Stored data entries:
####

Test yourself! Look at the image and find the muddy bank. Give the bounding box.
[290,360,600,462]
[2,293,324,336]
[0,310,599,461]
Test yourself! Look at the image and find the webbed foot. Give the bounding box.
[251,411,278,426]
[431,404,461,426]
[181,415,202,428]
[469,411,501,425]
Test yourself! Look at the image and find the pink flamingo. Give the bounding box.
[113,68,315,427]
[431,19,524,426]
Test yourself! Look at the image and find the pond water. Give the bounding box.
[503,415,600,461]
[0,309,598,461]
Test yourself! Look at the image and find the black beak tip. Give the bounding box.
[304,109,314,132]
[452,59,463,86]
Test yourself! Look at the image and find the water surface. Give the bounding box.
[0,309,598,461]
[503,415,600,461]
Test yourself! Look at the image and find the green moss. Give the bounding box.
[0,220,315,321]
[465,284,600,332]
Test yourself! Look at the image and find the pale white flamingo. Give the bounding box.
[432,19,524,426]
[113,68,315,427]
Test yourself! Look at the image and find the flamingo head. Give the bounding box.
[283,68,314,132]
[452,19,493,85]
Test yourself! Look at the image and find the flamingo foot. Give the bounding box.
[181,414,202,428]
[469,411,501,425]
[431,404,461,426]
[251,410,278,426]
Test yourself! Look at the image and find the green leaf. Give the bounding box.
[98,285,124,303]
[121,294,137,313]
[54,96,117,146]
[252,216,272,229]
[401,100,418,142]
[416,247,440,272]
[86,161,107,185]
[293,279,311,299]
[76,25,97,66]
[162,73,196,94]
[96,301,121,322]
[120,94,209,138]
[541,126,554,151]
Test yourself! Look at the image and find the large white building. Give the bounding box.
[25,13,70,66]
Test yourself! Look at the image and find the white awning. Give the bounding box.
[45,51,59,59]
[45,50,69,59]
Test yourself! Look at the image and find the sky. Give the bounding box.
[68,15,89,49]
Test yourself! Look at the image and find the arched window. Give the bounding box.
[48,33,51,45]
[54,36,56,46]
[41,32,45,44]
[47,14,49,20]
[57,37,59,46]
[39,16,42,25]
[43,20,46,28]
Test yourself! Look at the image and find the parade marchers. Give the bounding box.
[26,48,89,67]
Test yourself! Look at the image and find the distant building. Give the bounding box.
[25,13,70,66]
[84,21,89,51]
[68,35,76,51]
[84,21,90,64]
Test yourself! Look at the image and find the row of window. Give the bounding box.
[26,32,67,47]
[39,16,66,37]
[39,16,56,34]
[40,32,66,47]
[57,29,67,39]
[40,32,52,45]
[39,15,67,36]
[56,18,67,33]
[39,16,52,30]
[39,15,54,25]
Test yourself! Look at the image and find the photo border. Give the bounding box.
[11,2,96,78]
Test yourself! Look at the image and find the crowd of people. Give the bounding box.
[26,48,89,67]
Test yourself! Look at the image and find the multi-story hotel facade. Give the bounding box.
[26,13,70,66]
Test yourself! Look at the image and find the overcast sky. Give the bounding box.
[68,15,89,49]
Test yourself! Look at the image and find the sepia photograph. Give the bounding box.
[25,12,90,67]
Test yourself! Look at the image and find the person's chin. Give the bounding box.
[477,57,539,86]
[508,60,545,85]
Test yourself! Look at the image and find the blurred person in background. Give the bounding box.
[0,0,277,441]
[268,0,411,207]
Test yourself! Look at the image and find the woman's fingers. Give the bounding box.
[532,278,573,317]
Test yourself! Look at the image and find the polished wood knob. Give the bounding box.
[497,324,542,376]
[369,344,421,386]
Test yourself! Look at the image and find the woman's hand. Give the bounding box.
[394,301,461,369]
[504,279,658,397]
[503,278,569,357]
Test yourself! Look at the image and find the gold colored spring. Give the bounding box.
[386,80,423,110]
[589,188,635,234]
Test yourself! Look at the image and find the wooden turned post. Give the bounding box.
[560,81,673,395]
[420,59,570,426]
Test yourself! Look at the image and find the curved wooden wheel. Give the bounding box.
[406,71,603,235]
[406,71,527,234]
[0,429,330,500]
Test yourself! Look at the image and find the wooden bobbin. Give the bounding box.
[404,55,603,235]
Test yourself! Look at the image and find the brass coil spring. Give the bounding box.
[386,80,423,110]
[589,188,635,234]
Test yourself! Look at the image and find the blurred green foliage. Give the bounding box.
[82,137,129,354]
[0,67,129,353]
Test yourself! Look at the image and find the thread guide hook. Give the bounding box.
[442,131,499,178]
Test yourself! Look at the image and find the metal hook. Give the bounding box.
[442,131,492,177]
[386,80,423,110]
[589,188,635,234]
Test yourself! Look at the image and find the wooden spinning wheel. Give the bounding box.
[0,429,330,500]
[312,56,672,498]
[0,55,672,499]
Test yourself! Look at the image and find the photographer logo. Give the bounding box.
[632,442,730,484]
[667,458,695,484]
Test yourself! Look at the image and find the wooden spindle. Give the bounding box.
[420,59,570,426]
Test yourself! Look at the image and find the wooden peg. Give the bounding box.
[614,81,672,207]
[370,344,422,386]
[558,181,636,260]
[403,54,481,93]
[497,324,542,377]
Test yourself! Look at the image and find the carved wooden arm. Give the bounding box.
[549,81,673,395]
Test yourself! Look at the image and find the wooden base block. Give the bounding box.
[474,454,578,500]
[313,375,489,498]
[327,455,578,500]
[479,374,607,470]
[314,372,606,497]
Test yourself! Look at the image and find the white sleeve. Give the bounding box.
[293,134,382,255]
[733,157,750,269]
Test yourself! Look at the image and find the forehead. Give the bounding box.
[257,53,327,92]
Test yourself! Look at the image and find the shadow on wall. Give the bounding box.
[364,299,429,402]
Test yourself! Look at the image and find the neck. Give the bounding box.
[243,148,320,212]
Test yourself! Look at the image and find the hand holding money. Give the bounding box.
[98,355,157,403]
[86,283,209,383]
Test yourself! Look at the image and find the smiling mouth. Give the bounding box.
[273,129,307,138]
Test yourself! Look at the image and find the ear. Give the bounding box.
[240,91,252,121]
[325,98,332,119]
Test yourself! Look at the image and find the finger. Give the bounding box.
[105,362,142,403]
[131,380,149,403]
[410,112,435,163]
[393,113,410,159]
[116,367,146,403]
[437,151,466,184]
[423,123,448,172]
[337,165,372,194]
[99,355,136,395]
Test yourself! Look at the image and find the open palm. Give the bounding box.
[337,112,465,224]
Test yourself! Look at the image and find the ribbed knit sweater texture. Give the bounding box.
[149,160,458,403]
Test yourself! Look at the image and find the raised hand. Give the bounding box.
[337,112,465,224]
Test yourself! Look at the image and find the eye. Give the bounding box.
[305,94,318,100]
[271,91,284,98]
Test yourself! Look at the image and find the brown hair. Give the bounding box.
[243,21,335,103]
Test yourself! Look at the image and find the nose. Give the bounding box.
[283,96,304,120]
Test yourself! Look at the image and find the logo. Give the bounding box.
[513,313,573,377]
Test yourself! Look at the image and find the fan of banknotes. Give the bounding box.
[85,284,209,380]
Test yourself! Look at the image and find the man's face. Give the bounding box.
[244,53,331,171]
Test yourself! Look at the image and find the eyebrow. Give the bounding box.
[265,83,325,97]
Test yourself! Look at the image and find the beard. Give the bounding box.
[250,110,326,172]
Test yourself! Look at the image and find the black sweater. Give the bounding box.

####

Required work - Please output every record exactly as it appears.

Answer area -
Test yourself! Look at the image and find the muddy bank. Give the bounding box.
[290,360,600,462]
[2,293,324,336]
[0,310,599,461]
Test yourself! Look at the image and find the webbed foot. Give the bounding box.
[251,411,278,426]
[431,404,461,426]
[181,415,202,428]
[469,411,501,425]
Test yourself! Look at the image and find the pink flamingo. Give the bounding box.
[113,68,315,427]
[431,19,524,426]
Test yourself! Look at the image and find the pond water. Give the bounding box.
[503,415,600,461]
[0,309,598,461]
Test yourself! Look at the image and find the black beak tip. Give the bounding box.
[304,109,314,132]
[452,59,463,86]
Test yourself! Look at the image and find the water surface. Give the bounding box.
[0,309,598,461]
[503,415,600,461]
Test yourself! Look at the image and find the green moss. Give the bounding box.
[0,220,315,321]
[465,284,600,332]
Test yourself! Look at the image and find the pale white flamingo. Give the bounding box.
[432,19,524,426]
[113,68,315,427]
Test yourself! Look at the image and find the flamingo head. Give the bounding box.
[283,68,314,132]
[452,19,493,85]
Test yourself! Look at the image and find the flamingo foot. Give the bounding box.
[181,414,202,428]
[469,411,501,425]
[431,404,461,426]
[251,410,278,426]
Test yourself! Look at the image and find the green leaf. Give the bounding box.
[98,285,124,303]
[121,294,137,313]
[54,96,117,146]
[252,216,272,229]
[401,100,418,142]
[416,247,440,272]
[86,161,107,185]
[293,279,311,299]
[76,25,97,66]
[162,73,196,94]
[96,301,121,322]
[120,94,209,138]
[541,126,554,151]
Test yourself! Look at the image and find the large white building. Give the bounding box.
[25,13,70,66]
Test yourself! Look at the image and find the white awning. Give the bounding box.
[45,51,59,59]
[45,50,69,59]
Test yourself! Look at the image and find the sky. Give the bounding box.
[68,15,89,49]
Test yourself! Look at the image and find the arched window. Give the bounding box.
[48,33,51,45]
[54,36,56,46]
[41,32,45,44]
[47,14,49,20]
[57,37,59,46]
[39,16,42,25]
[43,20,46,28]
Test yourself! Look at the image and find the parade marchers. Give the bounding box.
[26,48,89,67]
Test yourself! Look at the image and find the distant building. Give the bounding box.
[25,13,70,66]
[84,21,89,51]
[68,35,76,51]
[84,21,90,64]
Test yourself! Look at the image and find the row of window. Give the bounding box.
[26,32,67,47]
[39,16,66,37]
[39,16,56,34]
[40,32,66,47]
[57,29,67,39]
[40,32,52,45]
[39,15,67,36]
[56,18,67,33]
[39,16,52,30]
[39,15,54,25]
Test yourself! Look at the image and find the photo border. Give the bounding box.
[11,2,96,78]
Test yourself! Look at the image and find the crowd of people. Give the bounding box.
[26,48,89,67]
Test yourself! Look at the image and find the multi-story hotel facade. Give the bounding box.
[26,13,70,66]
Test yourself! Look at the image and find the overcast sky. Give the bounding box.
[68,15,89,49]
Test yourself! Look at the image and find the sepia photograph. Give the bounding box.
[25,12,90,67]
Test yourself! Look at the image and find the person's chin. Give the bounding box.
[477,57,539,86]
[508,60,545,85]
Test yourself! Look at the image and find the blurred person in background. Give the bounding box.
[0,0,277,441]
[268,0,411,207]
Test yourself! Look at the image and find the woman's fingers. Give the bounding box.
[532,278,573,317]
Test yourself! Look at the image and find the polished wood knob. Give the bounding box.
[497,324,542,376]
[369,344,421,386]
Test yourself! Look at the image and find the woman's hand. Give the bounding box.
[394,301,461,369]
[504,279,658,397]
[503,278,569,357]
Test yourself! Look at the image and find the gold colored spring. Give the bounding box.
[386,80,423,110]
[589,188,635,234]
Test yourself! Look at the image and find the wooden turned post. Give the bounding box.
[560,81,673,395]
[420,59,570,426]
Test yourself! Look at the image and find the curved wooden wheel. Give the bounding box.
[406,71,603,235]
[406,71,527,234]
[0,429,330,500]
Test yourself! Look at the image and find the wooden bobbin. Give the bounding box.
[404,55,603,235]
Test yourself! Look at the image and find the brass coil spring. Give the bounding box.
[386,80,423,110]
[589,188,635,234]
Test yourself! Look at the image and find the blurred green foliage. Give the bounding box.
[82,137,129,354]
[0,67,129,353]
Test yourself! Look at the image and find the thread guide hook. Give the bounding box.
[442,131,499,178]
Test yourself! Look at the image and find the metal hook. Give the bounding box.
[442,131,492,177]
[386,80,423,110]
[589,188,635,234]
Test yourself! Look at the image and find the wooden spinning wheel. Give the bounding box.
[0,429,330,500]
[312,56,672,498]
[0,55,672,499]
Test yourself! Look at the image and find the photographer logo. Give the bounding box.
[632,442,730,484]
[667,458,695,484]
Test yourself! Look at the image and find the wooden spindle. Give the bounding box.
[420,59,570,426]
Test yourself! Look at the image and find the wooden peg. Give the bounding box.
[614,81,672,207]
[370,344,422,386]
[558,181,636,260]
[403,54,481,93]
[497,324,542,377]
Test yourself! Look at the image and find the carved wooden arm. Give the bounding box.
[549,81,673,395]
Test yourself! Look at the image and find the wooden base block. Give the bounding box.
[474,454,578,500]
[313,375,489,498]
[327,455,578,500]
[479,374,607,470]
[314,372,606,497]
Test yourself! Look at the image and find the white sleeve. Give the bounding box.
[293,134,382,255]
[733,157,750,269]
Test yourself! Look at the image and find the forehead. Give the bounding box.
[257,53,327,92]
Test yourself! Look at the image and find the shadow on wall. Give the bounding box.
[364,299,429,402]
Test yourself! Look at the image and find the neck. Give the bounding box.
[243,148,320,212]
Test yourself! Look at the image and find the hand holding money. Give the bounding box.
[98,355,157,403]
[86,283,209,383]
Test yourself! Look at the image and find the smiling mouth. Give the bounding box.
[273,129,307,138]
Test yourself! Look at the image and find the ear. Give the bounding box.
[240,91,252,121]
[325,98,332,119]
Test yourself! Look at the image and find the finger. Give the bounding box.
[105,362,142,403]
[131,380,149,403]
[410,112,435,163]
[393,113,410,159]
[116,367,146,403]
[437,151,466,184]
[423,123,448,172]
[337,165,372,194]
[99,355,136,395]
Test yourself! Look at the image and find the open palm. Give the bounding box.
[337,112,465,224]
Test yourself! Look at the image and find the ribbed knit sweater texture. Give the bounding box.
[149,160,458,403]
Test yourself! Look at the image and find the raised hand. Give the bounding box.
[337,112,465,224]
Test yourself! Look at the image and find the eye. Give the bounding box.
[305,94,318,100]
[271,91,284,98]
Test yourself! Look at the image and find the brown hair. Give the bounding box.
[243,21,335,103]
Test yourself! Look at the image and find the nose. Give the bounding box.
[283,96,304,120]
Test yourself! Look at the image and find the logo. Give the bounding box.
[513,313,573,377]
Test yourself! Look at the image and find the fan of banknotes. Give the bounding box.
[85,284,209,380]
Test yourself! Look at the image and find the man's face. Give the bounding box.
[244,53,331,171]
Test yourself! Look at the image and find the eyebrow. Give the bounding box.
[265,83,325,97]
Test yourself! Look at the image and find the beard. Give the bounding box.
[250,110,326,172]
Test yourself! Look at the image and find the black sweater. Give the bounding box.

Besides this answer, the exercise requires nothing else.